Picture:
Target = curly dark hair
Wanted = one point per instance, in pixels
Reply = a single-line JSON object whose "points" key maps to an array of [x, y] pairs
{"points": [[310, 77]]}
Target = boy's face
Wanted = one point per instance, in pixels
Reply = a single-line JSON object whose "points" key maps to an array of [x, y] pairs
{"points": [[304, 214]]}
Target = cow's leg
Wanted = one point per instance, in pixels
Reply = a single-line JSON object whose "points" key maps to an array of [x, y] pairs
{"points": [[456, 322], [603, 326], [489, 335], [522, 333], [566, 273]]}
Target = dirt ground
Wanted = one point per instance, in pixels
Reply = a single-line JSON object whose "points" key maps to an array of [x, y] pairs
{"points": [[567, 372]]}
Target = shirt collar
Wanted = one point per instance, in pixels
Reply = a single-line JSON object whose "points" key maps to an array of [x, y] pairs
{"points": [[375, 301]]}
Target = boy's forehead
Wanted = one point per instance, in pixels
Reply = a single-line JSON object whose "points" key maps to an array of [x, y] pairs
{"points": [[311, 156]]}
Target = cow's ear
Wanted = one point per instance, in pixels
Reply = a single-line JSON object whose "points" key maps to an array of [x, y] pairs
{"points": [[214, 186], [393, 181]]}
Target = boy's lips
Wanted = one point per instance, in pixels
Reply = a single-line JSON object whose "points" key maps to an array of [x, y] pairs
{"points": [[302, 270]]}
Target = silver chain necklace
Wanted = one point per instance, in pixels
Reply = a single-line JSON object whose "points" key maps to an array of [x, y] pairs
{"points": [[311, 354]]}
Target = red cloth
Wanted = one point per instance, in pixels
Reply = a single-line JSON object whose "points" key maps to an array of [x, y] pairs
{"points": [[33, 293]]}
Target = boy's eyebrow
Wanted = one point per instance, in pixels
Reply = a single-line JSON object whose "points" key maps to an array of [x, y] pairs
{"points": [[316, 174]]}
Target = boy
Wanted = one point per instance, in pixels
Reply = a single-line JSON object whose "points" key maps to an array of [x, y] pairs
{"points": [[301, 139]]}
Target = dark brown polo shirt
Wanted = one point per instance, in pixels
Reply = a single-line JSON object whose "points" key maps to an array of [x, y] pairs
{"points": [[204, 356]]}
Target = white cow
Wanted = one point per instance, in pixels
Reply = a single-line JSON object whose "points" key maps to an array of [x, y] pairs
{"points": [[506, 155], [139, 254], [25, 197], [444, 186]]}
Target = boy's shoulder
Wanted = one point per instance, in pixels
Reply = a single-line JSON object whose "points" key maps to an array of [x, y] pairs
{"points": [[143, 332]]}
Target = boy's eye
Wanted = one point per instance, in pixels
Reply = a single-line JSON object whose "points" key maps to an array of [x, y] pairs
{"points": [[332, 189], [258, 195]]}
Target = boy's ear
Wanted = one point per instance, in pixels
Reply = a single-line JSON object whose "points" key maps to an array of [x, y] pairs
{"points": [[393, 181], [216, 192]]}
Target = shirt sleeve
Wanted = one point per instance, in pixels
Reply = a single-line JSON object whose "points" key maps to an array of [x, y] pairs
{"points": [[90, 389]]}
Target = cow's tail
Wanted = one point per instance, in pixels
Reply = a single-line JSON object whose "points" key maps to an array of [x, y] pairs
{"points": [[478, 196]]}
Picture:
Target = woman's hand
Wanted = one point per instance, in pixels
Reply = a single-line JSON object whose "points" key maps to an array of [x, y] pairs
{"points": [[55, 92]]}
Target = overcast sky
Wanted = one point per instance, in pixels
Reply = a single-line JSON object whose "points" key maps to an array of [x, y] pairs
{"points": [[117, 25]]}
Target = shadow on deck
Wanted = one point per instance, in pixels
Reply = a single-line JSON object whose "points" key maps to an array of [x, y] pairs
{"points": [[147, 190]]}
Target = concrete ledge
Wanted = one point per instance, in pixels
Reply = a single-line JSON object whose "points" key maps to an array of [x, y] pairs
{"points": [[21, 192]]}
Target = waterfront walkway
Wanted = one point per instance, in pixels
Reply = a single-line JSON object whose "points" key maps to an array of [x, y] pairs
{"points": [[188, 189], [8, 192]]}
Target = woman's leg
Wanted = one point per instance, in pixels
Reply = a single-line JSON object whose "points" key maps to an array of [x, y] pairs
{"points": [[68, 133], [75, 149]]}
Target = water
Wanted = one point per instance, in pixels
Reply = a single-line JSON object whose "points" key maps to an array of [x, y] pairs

● **Short problem**
Reproduce each item above verbatim, line for line, without changing anything.

● **Output**
Picture:
Target = curly dark hair
Wanted = one point per instance, in pixels
Reply = a single-line JSON object whose "points" key maps to an array of [x, y] pairs
{"points": [[310, 77]]}
Target = boy's face
Wanted = one point per instance, in pixels
Reply = a single-line JSON object whose "points" key maps to an array of [x, y] pairs
{"points": [[304, 214]]}
Target = cow's leg
Wanted = one point per instance, in pixels
Reply = a single-line JSON object whose "points" key maps to an array of [x, y] pairs
{"points": [[456, 322], [603, 326], [489, 335], [522, 333], [566, 273]]}
Target = dirt ground
Wanted = one point per instance, in pixels
Reply = a single-line JSON object whose "points" key maps to an array of [x, y] pairs
{"points": [[567, 372]]}
Target = shirt collar
Wanted = one point per instance, in pixels
Reply = a single-line JSON object whose "points" key maps to an array of [x, y] pairs
{"points": [[375, 301]]}
Target = boy's forehead
Wanted = one point per instance, in pixels
Reply = a single-line JSON object whose "points" key maps to an array of [x, y] pairs
{"points": [[311, 156]]}
Target = cow's ear
Wanted = one point per instance, in pixels
Reply = a single-line JSON object whose "points" key maps to an array of [x, y] pairs
{"points": [[214, 186], [393, 181]]}
Target = boy's lips
Wanted = one point per instance, in pixels
Reply = a single-line JSON object whose "points" key maps to an array of [x, y] pairs
{"points": [[302, 270]]}
Target = silver chain necklace
Wanted = one point per instance, in pixels
Reply = a single-line JSON object whose "points" key maps to an array of [x, y] pairs
{"points": [[311, 354]]}
Target = red cloth
Wanted = one point per instance, in pixels
Reply = a single-line JSON object whose "points" key maps to an array of [x, y] pairs
{"points": [[33, 293]]}
Target = boy's eyebrow
Wanted = one point per instance, in pixels
Reply = a single-line JSON object whose "points" key maps to an array of [x, y] pairs
{"points": [[316, 174]]}
Target = boy
Wanted = one point per instance, in pixels
Reply = a single-line JSON object whose "points" key maps to an array of [x, y] pairs
{"points": [[301, 139]]}
Target = dark brown polo shirt
Wanted = one point per instance, in pixels
Reply = a single-line JSON object whose "points" key maps to an array of [x, y] pairs
{"points": [[204, 356]]}
Target = white cow
Wanted = one point per instance, in pixels
Reply = a single-line JSON object whose "points" key maps to an array of [x, y] pairs
{"points": [[506, 155], [139, 254], [25, 197], [444, 186]]}
Target = boy's shoulder
Wanted = one point per instance, in pixels
Reply = a single-line JSON object whose "points" key maps to an array of [x, y] pairs
{"points": [[143, 332]]}
Target = boy's eye
Wanted = one point per instance, in pixels
Reply = a single-line JSON object whose "points" key maps to an array of [x, y] pairs
{"points": [[332, 189], [258, 195]]}
Target = boy's ear
Wanted = one point per instance, in pixels
Reply = a single-line JSON object whose "points" key maps to an array of [x, y] pairs
{"points": [[393, 181], [216, 192]]}
Target = shirt sleeve
Wanted = one point per instance, in pixels
Reply = a single-line JSON object whose "points" key maps to an array of [x, y] pairs
{"points": [[90, 389]]}
Target = cow's tail
Wanted = one point per instance, in pixels
Reply = a single-line JSON object whose "points" key maps to an array of [x, y] pairs
{"points": [[478, 196]]}
Picture:
Target = woman's hand
Wanted = one point per instance, in pixels
Reply = a single-line JSON object whose "points" key maps to an array of [x, y] pairs
{"points": [[55, 92]]}
Target = overcast sky
Wanted = one point per instance, in pixels
Reply = a single-line JSON object whose "points" key maps to an array of [x, y] pairs
{"points": [[117, 25]]}
Target = shadow on deck
Wanted = one point per instance, in pixels
Reply = a single-line JSON object whose "points" key maps to an array of [x, y] pairs
{"points": [[147, 190]]}
Target = concrete ledge
Wanted = one point per instance, in pixels
Reply = a single-line JSON object whose "points" key maps to an array of [x, y] pairs
{"points": [[21, 192]]}
Target = waterfront walkway
Wanted = one point per instance, in pixels
Reply = a single-line JSON object whose "points" key maps to an array of [x, y] pairs
{"points": [[188, 189], [8, 192]]}
Target = woman's leg
Wanted = one point per instance, in pixels
Reply = a single-line JSON object whose "points" key maps to an array of [x, y] pairs
{"points": [[68, 133], [75, 149]]}
Target = water
Wanted = one point per instance, in pixels
Reply = a single-line JSON object whose "points" key maps to an array of [x, y] pairs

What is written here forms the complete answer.